--- Document section ---

I can't remember where exactly I got the idea for the gentleman caller to be a coin-flipper. Perhaps it was off the "Lucky" Strikes notion; perhaps it was his Believer archetype; perhaps it was the somewhat dandy interpretation of him that arose from rehearsal. There's also some potent lunar imagery in the script that I have a faint memory of having informed my choice. Or, perhaps, it was my nod to his needing a compulsive replacement for smoking when he was in the Wingfields' apartment. What I do remember was how I came to be using an authentic prop.
A board member and eventual friend - let's call him John - noticed my choice, and offered the use of one of his antiques. (Is currency "antique"? Seems like anything nearly a century old and metal should qualify.) This is exciting to me to consider even now, so you can imagine how thrilled my twenty-four-year-old self was to hold in his hand the surprising weight of a 1924 Peace Dollar. The Peace Dollar is more colloquially popular as the "liberty dollar," emblazoned as it is on the heads side with a profile of haloed Liberty, her name held out in relief, interlacing her crown.
John is a recovering alcoholic (who used to smoke like a chimney) with incredibly good taste and a classical education. It's he who taught me the word onychophagia. He gave me the coin after the production closed, and I have it to this day. Recently, I've been using it to ease my nail-biting addiction, free me from my compulsion, aspire to some late-stage self-improvement.

---

▶ Using the information:
a) Summarize the essay about the coin prop in two sentences.
b) Write the next part of the essay about the coin prop, beginning after its final sentence.
The data has no connection to the essay about the coin prop.

--- Entries provided ---

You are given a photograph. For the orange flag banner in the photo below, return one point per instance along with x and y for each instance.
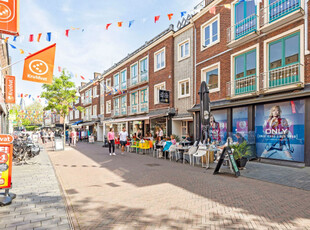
(39, 66)
(9, 17)
(10, 89)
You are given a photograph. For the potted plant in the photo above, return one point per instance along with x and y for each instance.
(240, 152)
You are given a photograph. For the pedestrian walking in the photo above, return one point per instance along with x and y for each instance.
(111, 140)
(123, 138)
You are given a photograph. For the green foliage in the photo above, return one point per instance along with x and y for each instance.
(60, 95)
(241, 150)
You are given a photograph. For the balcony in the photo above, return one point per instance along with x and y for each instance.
(286, 10)
(244, 30)
(241, 87)
(284, 77)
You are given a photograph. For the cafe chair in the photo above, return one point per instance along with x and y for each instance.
(173, 149)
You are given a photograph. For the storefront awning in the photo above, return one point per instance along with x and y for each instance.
(182, 119)
(128, 119)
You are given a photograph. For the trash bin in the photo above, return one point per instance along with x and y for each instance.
(59, 144)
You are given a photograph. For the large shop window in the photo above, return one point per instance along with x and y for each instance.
(245, 73)
(240, 124)
(284, 61)
(134, 74)
(218, 126)
(124, 79)
(280, 130)
(280, 8)
(245, 18)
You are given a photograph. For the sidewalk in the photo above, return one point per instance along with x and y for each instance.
(39, 203)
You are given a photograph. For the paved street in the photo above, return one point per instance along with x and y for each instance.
(39, 203)
(140, 192)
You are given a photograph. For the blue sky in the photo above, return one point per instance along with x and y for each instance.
(95, 49)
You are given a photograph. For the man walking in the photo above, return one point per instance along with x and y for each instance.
(123, 138)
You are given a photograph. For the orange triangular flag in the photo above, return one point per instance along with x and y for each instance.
(38, 67)
(39, 37)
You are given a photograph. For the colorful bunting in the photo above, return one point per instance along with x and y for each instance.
(39, 37)
(107, 26)
(156, 18)
(49, 36)
(131, 22)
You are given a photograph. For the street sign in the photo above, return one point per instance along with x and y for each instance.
(164, 96)
(6, 151)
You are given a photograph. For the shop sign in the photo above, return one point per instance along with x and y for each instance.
(10, 89)
(164, 96)
(280, 130)
(6, 151)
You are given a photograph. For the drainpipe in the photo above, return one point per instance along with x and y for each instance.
(306, 28)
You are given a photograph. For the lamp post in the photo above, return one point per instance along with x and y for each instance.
(204, 121)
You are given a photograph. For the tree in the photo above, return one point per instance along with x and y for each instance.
(60, 95)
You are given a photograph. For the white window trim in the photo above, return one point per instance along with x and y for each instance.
(107, 107)
(155, 59)
(232, 64)
(137, 71)
(120, 76)
(179, 88)
(202, 32)
(209, 68)
(156, 100)
(148, 67)
(179, 49)
(299, 29)
(106, 83)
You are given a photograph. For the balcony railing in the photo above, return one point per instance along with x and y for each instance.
(242, 86)
(280, 77)
(277, 10)
(242, 28)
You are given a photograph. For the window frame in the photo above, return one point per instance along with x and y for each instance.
(180, 58)
(202, 32)
(210, 68)
(180, 89)
(155, 59)
(156, 95)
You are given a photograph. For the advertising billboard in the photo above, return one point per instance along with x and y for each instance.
(280, 130)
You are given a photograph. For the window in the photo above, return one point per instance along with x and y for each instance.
(156, 91)
(108, 84)
(95, 110)
(116, 81)
(124, 79)
(184, 50)
(284, 61)
(211, 76)
(245, 18)
(134, 74)
(77, 114)
(160, 60)
(210, 32)
(184, 88)
(144, 69)
(245, 72)
(108, 106)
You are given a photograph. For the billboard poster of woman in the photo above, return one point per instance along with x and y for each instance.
(280, 130)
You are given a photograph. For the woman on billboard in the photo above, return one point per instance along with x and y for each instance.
(277, 130)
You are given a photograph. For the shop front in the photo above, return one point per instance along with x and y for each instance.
(276, 129)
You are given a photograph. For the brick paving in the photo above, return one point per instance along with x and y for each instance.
(134, 191)
(39, 203)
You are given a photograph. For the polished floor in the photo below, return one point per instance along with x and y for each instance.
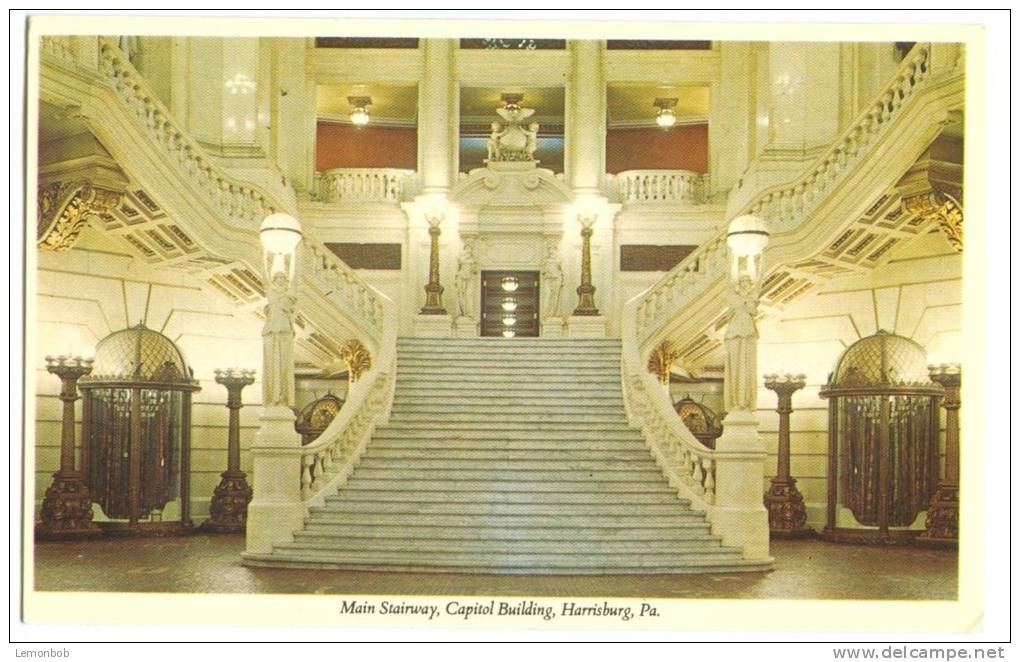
(804, 569)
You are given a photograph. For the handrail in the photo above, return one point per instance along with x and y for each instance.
(329, 293)
(649, 317)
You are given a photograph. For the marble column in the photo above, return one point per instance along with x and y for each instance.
(585, 124)
(438, 102)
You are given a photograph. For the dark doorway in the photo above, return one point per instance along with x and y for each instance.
(510, 297)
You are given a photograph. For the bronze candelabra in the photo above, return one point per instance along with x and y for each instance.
(786, 513)
(66, 510)
(228, 508)
(942, 523)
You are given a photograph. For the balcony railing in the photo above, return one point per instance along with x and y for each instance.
(668, 187)
(362, 185)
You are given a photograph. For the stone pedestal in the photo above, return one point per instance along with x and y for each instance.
(587, 326)
(738, 515)
(553, 327)
(275, 510)
(434, 326)
(465, 327)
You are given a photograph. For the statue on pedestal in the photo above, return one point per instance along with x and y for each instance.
(467, 269)
(277, 344)
(741, 389)
(552, 277)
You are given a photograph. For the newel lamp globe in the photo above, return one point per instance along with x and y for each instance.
(279, 234)
(747, 236)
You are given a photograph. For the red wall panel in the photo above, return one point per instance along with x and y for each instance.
(680, 148)
(346, 146)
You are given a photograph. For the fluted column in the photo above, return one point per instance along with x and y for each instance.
(942, 523)
(438, 101)
(66, 510)
(585, 126)
(786, 514)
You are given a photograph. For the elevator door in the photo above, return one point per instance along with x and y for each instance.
(510, 304)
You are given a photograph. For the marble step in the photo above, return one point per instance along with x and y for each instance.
(507, 417)
(676, 530)
(602, 489)
(486, 409)
(317, 540)
(526, 467)
(467, 498)
(570, 558)
(594, 508)
(545, 474)
(390, 455)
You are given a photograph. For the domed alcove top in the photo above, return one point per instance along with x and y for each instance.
(140, 355)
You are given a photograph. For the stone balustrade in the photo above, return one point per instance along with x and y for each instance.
(666, 187)
(362, 185)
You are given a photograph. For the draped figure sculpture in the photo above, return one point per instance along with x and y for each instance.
(552, 277)
(466, 270)
(741, 388)
(277, 344)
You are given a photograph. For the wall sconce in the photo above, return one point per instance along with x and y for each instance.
(359, 116)
(666, 116)
(279, 235)
(747, 238)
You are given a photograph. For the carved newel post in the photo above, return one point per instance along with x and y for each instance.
(585, 292)
(434, 291)
(786, 514)
(942, 523)
(66, 508)
(228, 508)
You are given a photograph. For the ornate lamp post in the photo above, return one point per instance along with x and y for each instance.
(434, 291)
(942, 523)
(786, 514)
(66, 508)
(228, 507)
(585, 292)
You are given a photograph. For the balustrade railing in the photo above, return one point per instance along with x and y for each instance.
(332, 297)
(650, 317)
(676, 187)
(362, 185)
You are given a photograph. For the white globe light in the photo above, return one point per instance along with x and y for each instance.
(666, 117)
(747, 236)
(279, 234)
(359, 116)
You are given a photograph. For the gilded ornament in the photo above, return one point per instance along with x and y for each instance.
(357, 358)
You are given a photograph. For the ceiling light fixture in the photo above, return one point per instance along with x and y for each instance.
(666, 116)
(359, 116)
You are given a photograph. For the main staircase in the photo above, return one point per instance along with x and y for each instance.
(507, 457)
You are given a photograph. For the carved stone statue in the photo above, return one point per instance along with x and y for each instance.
(467, 269)
(277, 345)
(494, 142)
(552, 277)
(741, 383)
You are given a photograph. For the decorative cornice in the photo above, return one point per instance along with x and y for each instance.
(64, 208)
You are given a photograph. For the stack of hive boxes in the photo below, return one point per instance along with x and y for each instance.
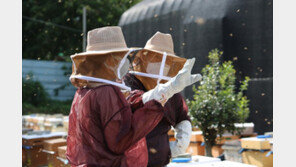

---

▶ Written answers:
a) The writer cannot recall exactly where the idea of making the gentleman caller a coin-flipper came from, but does remember how an authentic prop came to be used: a board member, called John here, offered a 1924 Peace Dollar from his antiques. John gave the writer the coin after the production closed, and the writer still has it and has recently been using it to ease a nail-biting addiction.

b)
This device is not without its own hang-ups, of course. As I flip the minted metal around my index finger while I walk the streets of New York, I'm preoccupied not only with the understanding that it's an affected substitution at best, but with anxiety over dropping it, scarring it, losing it down some grate or other. Anxiety, as it may go without saying, is not a great antidote to compulsions. And truthfully, there is not to be found in any number of twirls of a coin that same weird, brief, irresistible, psychosomatic ecstasy that follows a bite. Add to that my inescapable association between this coin and a particular Batman foe, and the whole thing seems a bit ridiculous to me at times.
There's a flip side, however. (Yup. Did. Deal with it.) The coin reminds me of many things as it softly paws at the obsessive itches: the success of the time it was my character's prop; the AA medallions so many carry with them as constant reminder; the savory substance of truly substantial things. It's not a solution. It's imperfect. It merely gets me by. But in some cases, getting by is the whole point, the best accomplishment. For addicts, each day lived without indulging in the addiction is an accomplishment.
You can see yourself under such circumstances as being oppressed by constant temptation, cursed with necessary vigilance, ever-watchful lest you slip and entrap yourself in the terrible, steep gulley of obsession. Flipping your coin (or chewing your gum, smoking your smokes, etc.) can take on a panic akin to a sensation of punishment for being weird, flawed, imperfect. Habit as cage.
I don't think, however, that's how John sees his situation, nor most successful addicts in general. I believe they've come to perceive the absence of indulgence as the actual freedom from oppression. In many ways, addiction and obsession are crutches for avoiding what life really is - free. Incredibly free. Frighteningly free. Out of control, surprising, as apt to turn on a dime (or dollar) by itself as it is to be completely up-ended by someone - maybe even by ourselves.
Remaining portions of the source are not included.